Pick out every line of the items that contains the word "gate", and copy each such line in full.
━━━━━ Given records
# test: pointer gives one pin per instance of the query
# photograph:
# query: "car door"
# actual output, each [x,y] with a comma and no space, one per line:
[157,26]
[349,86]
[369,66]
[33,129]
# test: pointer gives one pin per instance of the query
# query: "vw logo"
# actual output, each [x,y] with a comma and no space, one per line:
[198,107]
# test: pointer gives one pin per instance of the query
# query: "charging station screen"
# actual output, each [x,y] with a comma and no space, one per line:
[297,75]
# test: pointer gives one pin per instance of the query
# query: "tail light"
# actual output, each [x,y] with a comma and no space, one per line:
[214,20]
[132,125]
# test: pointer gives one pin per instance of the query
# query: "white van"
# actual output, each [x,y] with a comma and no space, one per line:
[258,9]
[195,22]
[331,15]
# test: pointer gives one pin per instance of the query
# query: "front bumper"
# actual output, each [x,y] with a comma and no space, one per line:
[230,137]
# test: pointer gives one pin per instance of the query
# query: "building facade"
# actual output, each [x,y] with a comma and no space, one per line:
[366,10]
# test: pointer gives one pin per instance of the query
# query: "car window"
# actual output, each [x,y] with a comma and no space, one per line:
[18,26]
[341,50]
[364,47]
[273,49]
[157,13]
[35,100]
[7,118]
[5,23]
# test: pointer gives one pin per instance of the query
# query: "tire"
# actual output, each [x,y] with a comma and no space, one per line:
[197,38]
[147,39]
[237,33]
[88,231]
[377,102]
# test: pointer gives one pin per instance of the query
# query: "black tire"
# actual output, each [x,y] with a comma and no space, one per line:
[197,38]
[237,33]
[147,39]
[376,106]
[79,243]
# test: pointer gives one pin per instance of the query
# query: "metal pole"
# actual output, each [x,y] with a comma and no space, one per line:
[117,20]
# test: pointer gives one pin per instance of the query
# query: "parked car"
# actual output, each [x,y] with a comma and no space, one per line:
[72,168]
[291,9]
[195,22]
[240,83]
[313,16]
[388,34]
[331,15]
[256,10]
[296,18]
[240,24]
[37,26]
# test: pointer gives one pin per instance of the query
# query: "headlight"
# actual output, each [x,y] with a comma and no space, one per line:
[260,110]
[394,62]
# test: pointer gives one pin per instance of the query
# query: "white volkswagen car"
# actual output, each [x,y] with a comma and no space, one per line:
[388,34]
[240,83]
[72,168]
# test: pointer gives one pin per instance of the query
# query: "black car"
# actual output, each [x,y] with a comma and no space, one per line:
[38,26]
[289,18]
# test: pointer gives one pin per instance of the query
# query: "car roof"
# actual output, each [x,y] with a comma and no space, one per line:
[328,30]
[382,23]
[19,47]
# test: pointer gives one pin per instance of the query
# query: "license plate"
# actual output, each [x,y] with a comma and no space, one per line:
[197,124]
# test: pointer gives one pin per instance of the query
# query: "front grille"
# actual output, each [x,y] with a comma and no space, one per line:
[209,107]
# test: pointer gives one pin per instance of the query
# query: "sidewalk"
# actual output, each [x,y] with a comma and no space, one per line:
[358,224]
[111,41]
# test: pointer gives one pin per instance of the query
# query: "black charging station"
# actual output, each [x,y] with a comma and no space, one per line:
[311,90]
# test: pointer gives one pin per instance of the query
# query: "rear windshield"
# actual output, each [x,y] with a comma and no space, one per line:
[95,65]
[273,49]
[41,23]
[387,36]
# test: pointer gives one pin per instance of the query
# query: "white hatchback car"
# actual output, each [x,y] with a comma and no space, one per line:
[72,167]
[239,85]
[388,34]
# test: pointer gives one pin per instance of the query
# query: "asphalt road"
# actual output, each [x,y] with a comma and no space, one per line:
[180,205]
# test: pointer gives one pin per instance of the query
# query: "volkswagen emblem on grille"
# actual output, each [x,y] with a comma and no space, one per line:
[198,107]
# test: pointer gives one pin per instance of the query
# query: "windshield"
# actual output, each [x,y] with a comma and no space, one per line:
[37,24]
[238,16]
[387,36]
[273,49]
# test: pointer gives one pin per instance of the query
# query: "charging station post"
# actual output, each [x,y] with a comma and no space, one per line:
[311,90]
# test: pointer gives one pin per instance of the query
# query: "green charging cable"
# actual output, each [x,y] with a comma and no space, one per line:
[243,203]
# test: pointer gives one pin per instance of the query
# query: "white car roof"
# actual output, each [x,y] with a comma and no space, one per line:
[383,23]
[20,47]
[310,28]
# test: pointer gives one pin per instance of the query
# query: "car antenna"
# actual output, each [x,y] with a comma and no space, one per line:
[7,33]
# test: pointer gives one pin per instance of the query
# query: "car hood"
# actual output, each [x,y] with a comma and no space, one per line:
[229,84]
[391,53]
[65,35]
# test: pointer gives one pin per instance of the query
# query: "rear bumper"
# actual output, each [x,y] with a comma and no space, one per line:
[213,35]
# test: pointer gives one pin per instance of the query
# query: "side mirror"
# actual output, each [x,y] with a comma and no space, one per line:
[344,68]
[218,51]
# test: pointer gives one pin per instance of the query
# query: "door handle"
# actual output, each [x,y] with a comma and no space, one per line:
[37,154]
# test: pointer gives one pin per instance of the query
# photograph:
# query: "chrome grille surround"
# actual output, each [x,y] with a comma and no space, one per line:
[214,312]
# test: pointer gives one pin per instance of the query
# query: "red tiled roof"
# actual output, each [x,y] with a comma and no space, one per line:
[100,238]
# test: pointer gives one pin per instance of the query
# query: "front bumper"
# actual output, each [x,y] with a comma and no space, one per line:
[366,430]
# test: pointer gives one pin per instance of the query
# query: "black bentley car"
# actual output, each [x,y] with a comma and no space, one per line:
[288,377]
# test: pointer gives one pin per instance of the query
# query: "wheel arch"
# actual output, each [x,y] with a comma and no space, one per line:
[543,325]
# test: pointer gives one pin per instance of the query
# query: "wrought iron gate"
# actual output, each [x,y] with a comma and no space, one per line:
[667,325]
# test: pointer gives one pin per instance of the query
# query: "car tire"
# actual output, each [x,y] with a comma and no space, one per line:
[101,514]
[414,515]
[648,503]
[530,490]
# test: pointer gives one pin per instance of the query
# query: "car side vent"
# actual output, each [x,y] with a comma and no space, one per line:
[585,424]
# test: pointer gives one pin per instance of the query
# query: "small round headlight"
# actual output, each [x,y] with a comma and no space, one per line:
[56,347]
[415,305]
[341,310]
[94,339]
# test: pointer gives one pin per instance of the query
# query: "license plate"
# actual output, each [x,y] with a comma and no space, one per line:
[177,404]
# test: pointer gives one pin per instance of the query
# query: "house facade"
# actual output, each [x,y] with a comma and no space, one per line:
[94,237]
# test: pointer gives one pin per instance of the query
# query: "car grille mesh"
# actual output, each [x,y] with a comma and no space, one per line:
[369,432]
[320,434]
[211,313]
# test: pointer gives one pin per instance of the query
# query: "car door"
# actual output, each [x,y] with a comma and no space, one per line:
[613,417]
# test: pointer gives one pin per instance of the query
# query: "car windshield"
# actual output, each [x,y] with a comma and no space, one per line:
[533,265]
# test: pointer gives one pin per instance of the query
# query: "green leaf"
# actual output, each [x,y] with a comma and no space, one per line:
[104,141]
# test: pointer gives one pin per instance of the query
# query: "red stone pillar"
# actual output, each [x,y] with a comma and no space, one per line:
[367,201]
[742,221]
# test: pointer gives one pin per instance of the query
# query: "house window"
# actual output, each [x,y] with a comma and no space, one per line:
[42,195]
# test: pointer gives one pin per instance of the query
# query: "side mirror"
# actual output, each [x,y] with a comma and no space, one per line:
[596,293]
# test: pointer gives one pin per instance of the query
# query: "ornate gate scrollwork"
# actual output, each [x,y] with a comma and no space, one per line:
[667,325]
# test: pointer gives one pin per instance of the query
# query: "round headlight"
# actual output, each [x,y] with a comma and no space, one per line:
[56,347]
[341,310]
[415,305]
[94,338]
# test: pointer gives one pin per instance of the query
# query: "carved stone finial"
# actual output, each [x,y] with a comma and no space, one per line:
━━━━━━━━━━
▶ Expected output
# query: "wrought iron gate"
# query: "ornate gate scrollwork"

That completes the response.